-------- DATA FOR THE TASK

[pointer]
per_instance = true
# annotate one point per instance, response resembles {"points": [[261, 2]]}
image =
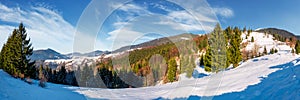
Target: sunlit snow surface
{"points": [[273, 76], [266, 77]]}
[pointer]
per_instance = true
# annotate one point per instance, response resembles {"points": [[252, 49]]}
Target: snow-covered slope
{"points": [[236, 80], [271, 76], [16, 89], [263, 40]]}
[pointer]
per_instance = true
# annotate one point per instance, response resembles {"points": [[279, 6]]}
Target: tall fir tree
{"points": [[265, 51], [235, 44], [218, 45], [172, 68], [297, 47], [207, 60], [15, 54]]}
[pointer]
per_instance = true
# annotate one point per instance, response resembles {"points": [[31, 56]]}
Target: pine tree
{"points": [[217, 44], [276, 51], [61, 75], [297, 47], [15, 54], [207, 60], [265, 51], [272, 51], [172, 68], [252, 39], [235, 44], [26, 66]]}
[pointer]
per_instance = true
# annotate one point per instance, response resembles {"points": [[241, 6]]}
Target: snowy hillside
{"points": [[270, 76], [16, 89], [250, 73], [263, 40]]}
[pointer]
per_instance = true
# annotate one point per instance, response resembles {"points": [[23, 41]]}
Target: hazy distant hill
{"points": [[280, 32], [47, 54], [159, 41], [90, 54]]}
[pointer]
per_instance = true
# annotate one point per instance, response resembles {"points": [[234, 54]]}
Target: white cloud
{"points": [[182, 20], [225, 12], [123, 37], [45, 27]]}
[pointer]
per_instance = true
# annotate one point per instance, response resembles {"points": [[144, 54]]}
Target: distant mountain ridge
{"points": [[280, 32], [47, 54], [158, 41], [90, 54], [50, 54]]}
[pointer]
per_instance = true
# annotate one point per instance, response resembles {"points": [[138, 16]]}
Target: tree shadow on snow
{"points": [[283, 84]]}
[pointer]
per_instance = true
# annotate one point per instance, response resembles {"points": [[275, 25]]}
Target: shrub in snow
{"points": [[28, 80], [42, 82]]}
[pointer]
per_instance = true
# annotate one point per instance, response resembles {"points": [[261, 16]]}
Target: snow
{"points": [[234, 80], [16, 89], [250, 79], [264, 40]]}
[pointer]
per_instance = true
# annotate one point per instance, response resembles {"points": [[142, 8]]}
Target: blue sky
{"points": [[102, 25]]}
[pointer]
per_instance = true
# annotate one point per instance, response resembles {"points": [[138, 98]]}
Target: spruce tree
{"points": [[265, 51], [217, 44], [207, 60], [26, 66], [172, 68], [15, 54], [252, 39], [297, 47], [235, 44]]}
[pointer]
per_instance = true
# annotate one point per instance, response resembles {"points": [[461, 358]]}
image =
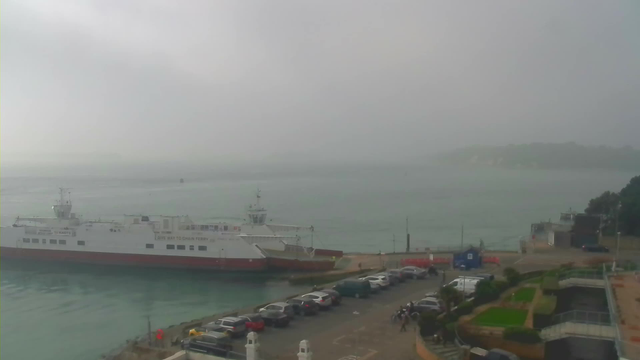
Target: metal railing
{"points": [[615, 321], [588, 330], [581, 274], [583, 317]]}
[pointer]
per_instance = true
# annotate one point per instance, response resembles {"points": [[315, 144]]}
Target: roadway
{"points": [[358, 328]]}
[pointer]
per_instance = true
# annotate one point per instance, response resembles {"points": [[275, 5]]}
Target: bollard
{"points": [[305, 350], [252, 346]]}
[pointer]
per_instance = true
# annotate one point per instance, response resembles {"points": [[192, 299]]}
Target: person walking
{"points": [[405, 321]]}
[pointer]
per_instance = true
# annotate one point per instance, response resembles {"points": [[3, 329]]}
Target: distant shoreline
{"points": [[547, 156]]}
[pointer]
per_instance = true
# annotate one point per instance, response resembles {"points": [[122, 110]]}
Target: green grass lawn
{"points": [[501, 317], [537, 280], [525, 294]]}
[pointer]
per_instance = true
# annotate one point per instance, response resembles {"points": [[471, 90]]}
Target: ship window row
{"points": [[181, 247], [205, 227], [51, 241]]}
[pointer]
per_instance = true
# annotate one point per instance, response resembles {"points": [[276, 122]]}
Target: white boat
{"points": [[161, 241]]}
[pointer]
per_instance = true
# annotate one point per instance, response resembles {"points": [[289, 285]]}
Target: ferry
{"points": [[163, 241]]}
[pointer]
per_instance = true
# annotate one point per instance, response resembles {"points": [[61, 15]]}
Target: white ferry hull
{"points": [[164, 261]]}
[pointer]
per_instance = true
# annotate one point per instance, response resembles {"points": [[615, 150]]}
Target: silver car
{"points": [[282, 307], [235, 325], [322, 299]]}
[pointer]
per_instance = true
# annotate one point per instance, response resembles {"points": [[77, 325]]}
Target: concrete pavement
{"points": [[357, 329]]}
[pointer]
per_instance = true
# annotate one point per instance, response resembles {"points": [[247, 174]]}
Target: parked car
{"points": [[489, 277], [384, 278], [499, 354], [397, 273], [207, 328], [253, 322], [321, 298], [414, 272], [393, 279], [595, 248], [433, 305], [375, 288], [283, 307], [432, 271], [304, 306], [353, 287], [210, 343], [384, 284], [434, 294], [275, 318], [236, 325], [336, 298], [465, 284]]}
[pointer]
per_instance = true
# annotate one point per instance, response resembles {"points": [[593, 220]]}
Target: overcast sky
{"points": [[314, 79]]}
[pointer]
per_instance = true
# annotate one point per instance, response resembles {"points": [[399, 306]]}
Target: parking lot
{"points": [[358, 328]]}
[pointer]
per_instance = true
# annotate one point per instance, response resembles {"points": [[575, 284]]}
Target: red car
{"points": [[254, 322]]}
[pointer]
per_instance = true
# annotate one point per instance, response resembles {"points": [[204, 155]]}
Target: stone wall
{"points": [[626, 243], [423, 350]]}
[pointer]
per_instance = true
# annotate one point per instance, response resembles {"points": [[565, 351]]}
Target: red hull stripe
{"points": [[293, 264], [134, 259]]}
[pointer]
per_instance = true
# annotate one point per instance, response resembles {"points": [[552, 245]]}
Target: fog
{"points": [[288, 80]]}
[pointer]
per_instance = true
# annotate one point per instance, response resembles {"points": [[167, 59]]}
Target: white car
{"points": [[384, 284], [465, 284], [322, 299]]}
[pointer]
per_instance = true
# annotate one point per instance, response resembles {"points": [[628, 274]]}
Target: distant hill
{"points": [[546, 156]]}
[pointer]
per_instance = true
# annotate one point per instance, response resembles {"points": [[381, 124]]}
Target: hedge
{"points": [[546, 305], [501, 285], [465, 308], [521, 335]]}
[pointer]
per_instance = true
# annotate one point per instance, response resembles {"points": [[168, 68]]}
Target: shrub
{"points": [[485, 292], [531, 274], [597, 261], [447, 318], [567, 266], [543, 311], [428, 324], [451, 297], [501, 285], [546, 305], [522, 335], [512, 275], [450, 331], [550, 284], [465, 308]]}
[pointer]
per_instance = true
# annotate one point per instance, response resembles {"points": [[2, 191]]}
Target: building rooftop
{"points": [[626, 291]]}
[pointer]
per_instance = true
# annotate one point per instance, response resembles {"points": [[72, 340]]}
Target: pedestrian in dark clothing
{"points": [[405, 321], [445, 337]]}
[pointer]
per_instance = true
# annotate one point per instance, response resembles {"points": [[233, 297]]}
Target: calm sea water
{"points": [[81, 312]]}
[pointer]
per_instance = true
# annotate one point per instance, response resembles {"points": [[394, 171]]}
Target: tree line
{"points": [[619, 209]]}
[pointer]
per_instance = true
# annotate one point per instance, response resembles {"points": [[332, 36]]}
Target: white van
{"points": [[465, 284]]}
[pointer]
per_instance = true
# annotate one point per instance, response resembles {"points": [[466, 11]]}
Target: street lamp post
{"points": [[617, 232]]}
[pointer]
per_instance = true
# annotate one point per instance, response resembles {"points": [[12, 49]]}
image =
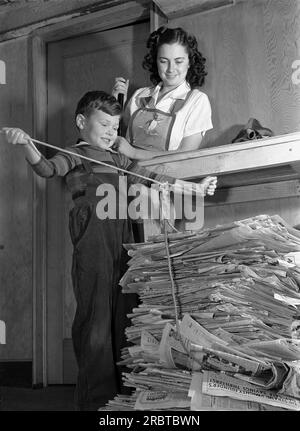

----------------

- **EXERCISE REQUIREMENTS**
Repeat the records word for word, skipping pictures.

- **WRITTEN SOLUTION**
[pointer]
per_instance = true
# annotate one point per instance, response resembles {"points": [[261, 2]]}
image =
Target: sunlit snow surface
{"points": [[273, 76], [266, 77]]}
[pointer]
per_instance = true
# annotate one point per instance, response resembles {"points": [[252, 49]]}
Target: snow-covered slope
{"points": [[236, 80], [271, 76], [16, 89], [263, 40]]}
[pointer]
per_instance = true
# annotate one point per instance, response resembles {"points": [[279, 6]]}
Target: tall fir tree
{"points": [[265, 51], [235, 44], [218, 45], [172, 68], [297, 47], [207, 60], [15, 54]]}
[pointer]
per_instance = true
# annotate one point per instance, response resembles {"points": [[31, 56]]}
Target: pine tree
{"points": [[217, 44], [276, 51], [61, 75], [297, 47], [15, 54], [207, 60], [265, 51], [272, 51], [172, 68], [252, 39], [235, 44], [26, 66]]}
[pointer]
per_instance = true
# annotate one point per instance, response resembles {"points": [[241, 6]]}
Target: snowy hillside
{"points": [[270, 76], [16, 89], [250, 73], [263, 40]]}
[pointer]
per_instance = true
# annotate one point per instance, response resembles {"points": [[23, 41]]}
Target: hazy distant hill
{"points": [[280, 32], [47, 54], [159, 41], [90, 54]]}
[pointer]
per_instance = true
# annotate one point per instance, response resembles {"points": [[234, 54]]}
Target: white cloud
{"points": [[182, 20], [225, 12], [123, 37], [45, 27]]}
[pointer]
per_instance = true
# annotate one point per instance, response resembles {"points": [[144, 54]]}
Target: distant mountain ridge
{"points": [[280, 32], [47, 54], [158, 41], [90, 54], [50, 54]]}
[pointer]
per_instance = true
# annotate one point per instance, response resembles {"points": [[138, 16]]}
Target: tree shadow on snow
{"points": [[283, 84]]}
[pointer]
per_instance = true
# annotate one point per instance, response resembles {"points": [[275, 25]]}
Target: shrub in snow
{"points": [[28, 80], [42, 82]]}
[pointer]
per_instance = true
# annotate one point per instance, response resembles {"points": [[261, 16]]}
Target: snow
{"points": [[234, 80], [16, 89], [250, 79], [264, 40]]}
[pointer]
per_instance = true
# annotate one point per instance, response resembles {"points": [[142, 8]]}
Target: blue sky
{"points": [[102, 25]]}
[pointer]
per_instance = true
# annotate one point per instance, response resembles {"points": [[138, 98]]}
Target: spruce tree
{"points": [[265, 51], [217, 44], [207, 60], [26, 66], [172, 68], [15, 54], [252, 39], [297, 47], [235, 44]]}
[pointer]
per_instance = true
# annotate one point per instance, response resembles {"points": [[461, 358]]}
image =
Target: metal railing
{"points": [[615, 321], [588, 330], [581, 274], [583, 317]]}
[pointer]
per_instance = true
# annotate one point per instance, response resembles {"points": [[315, 144]]}
Target: roadway
{"points": [[358, 328]]}
[pointer]
per_instance = true
# annotate one point per instance, response resembles {"points": [[275, 5]]}
Target: bollard
{"points": [[305, 350], [252, 346]]}
[pointer]
per_instance = true
# annotate one point per instance, response resembles {"points": [[192, 299]]}
Target: person walking
{"points": [[405, 321]]}
[pointer]
per_instance = true
# annotate one point per instance, response resembles {"points": [[3, 329]]}
Target: distant shoreline
{"points": [[547, 156]]}
[pointer]
per_instance = true
# annotate one point per instance, response resembles {"points": [[122, 110]]}
Target: green grass lawn
{"points": [[501, 317], [537, 280], [525, 294]]}
[pointer]
per_instance = true
# annotate one point per instance, response resembles {"points": [[471, 90]]}
Target: ship window row
{"points": [[181, 247], [205, 227], [51, 241]]}
[pointer]
per_instance = true
# annotate one point per instance, response resembles {"points": [[276, 122]]}
Target: white boat
{"points": [[161, 241]]}
[pointer]
per_instance = true
# annotate one point per instance, response resembles {"points": [[289, 285]]}
Target: ferry
{"points": [[163, 241]]}
[pointer]
per_instance = true
# annotate one point per instance, response resembles {"points": [[61, 15]]}
Target: white ferry hull
{"points": [[164, 261]]}
[pointer]
per_instance = true
# annotate one point per instance, response resembles {"points": [[615, 150]]}
Target: silver car
{"points": [[282, 307], [235, 325], [322, 299]]}
[pointer]
per_instance = true
# annotate one point per instance, response resembles {"points": [[77, 325]]}
Target: concrete pavement
{"points": [[357, 329]]}
[pointer]
per_instance = true
# annotate one point per instance, response resembles {"points": [[247, 174]]}
Target: parked car
{"points": [[489, 277], [384, 278], [499, 354], [397, 273], [207, 328], [253, 322], [321, 298], [414, 272], [393, 279], [595, 248], [433, 305], [375, 288], [283, 307], [432, 271], [304, 306], [353, 287], [210, 343], [384, 284], [434, 294], [275, 318], [236, 325], [336, 298], [465, 284]]}
[pointer]
per_instance = true
# annotate one point per instance, response resembles {"points": [[593, 220]]}
Target: overcast sky
{"points": [[314, 79]]}
[pointer]
per_instance = true
# annotate one point per instance, response resembles {"points": [[399, 306]]}
Target: parking lot
{"points": [[358, 328]]}
[pointer]
per_instance = true
# annotate one point per instance, response resembles {"points": [[575, 284]]}
Target: red car
{"points": [[254, 322]]}
[pointer]
per_instance = true
# annotate one point per instance, response resembles {"points": [[204, 155]]}
Target: stone wall
{"points": [[626, 243], [423, 350]]}
[pointer]
per_instance = true
# annotate one point per instance, response resembles {"points": [[565, 351]]}
Target: red hull stripe
{"points": [[293, 264], [134, 259]]}
[pointer]
per_instance = true
# annotate one point per instance, response resembles {"points": [[552, 245]]}
Target: fog
{"points": [[288, 80]]}
[pointer]
per_instance = true
# annotate one point per instance, response resembles {"points": [[167, 59]]}
Target: white car
{"points": [[384, 284], [465, 284], [322, 299]]}
[pointer]
per_instance = true
# annotate one point per instance, response resembles {"points": [[628, 274]]}
Target: distant hill
{"points": [[546, 156]]}
[pointer]
per_instance = true
# annotate one point per instance, response resembles {"points": [[381, 124]]}
Target: hedge
{"points": [[546, 305], [501, 285], [465, 308], [521, 335]]}
[pointer]
per_instance = true
# annotate one point per instance, response resembles {"points": [[168, 68]]}
Target: shrub
{"points": [[485, 292], [531, 274], [597, 261], [447, 318], [567, 266], [543, 311], [428, 324], [451, 297], [501, 285], [546, 305], [522, 335], [512, 275], [450, 331], [550, 284], [465, 308]]}
[pointer]
per_instance = true
# annotate one point per instance, response resembles {"points": [[2, 191]]}
Target: building rooftop
{"points": [[626, 291]]}
[pointer]
per_instance = true
# annotate one point per instance, response resembles {"points": [[72, 340]]}
Target: pedestrian in dark clothing
{"points": [[405, 321], [445, 337]]}
[pointer]
per_instance = true
# annotate one point per instance, response resembles {"points": [[233, 297]]}
Target: calm sea water
{"points": [[81, 312]]}
[pointer]
per_instance = true
# annotate one point per instance, response resembles {"points": [[394, 171]]}
Target: tree line
{"points": [[619, 209]]}
[pointer]
per_instance = true
# annotate one point per instance, response resembles {"points": [[332, 36]]}
Target: white van
{"points": [[465, 284]]}
[pointer]
per_instance = true
# annotate one point per instance, response resembles {"points": [[466, 11]]}
Target: street lamp post
{"points": [[617, 232]]}
[pointer]
per_instance = true
# annotate one point per instance, response resembles {"points": [[12, 49]]}
image =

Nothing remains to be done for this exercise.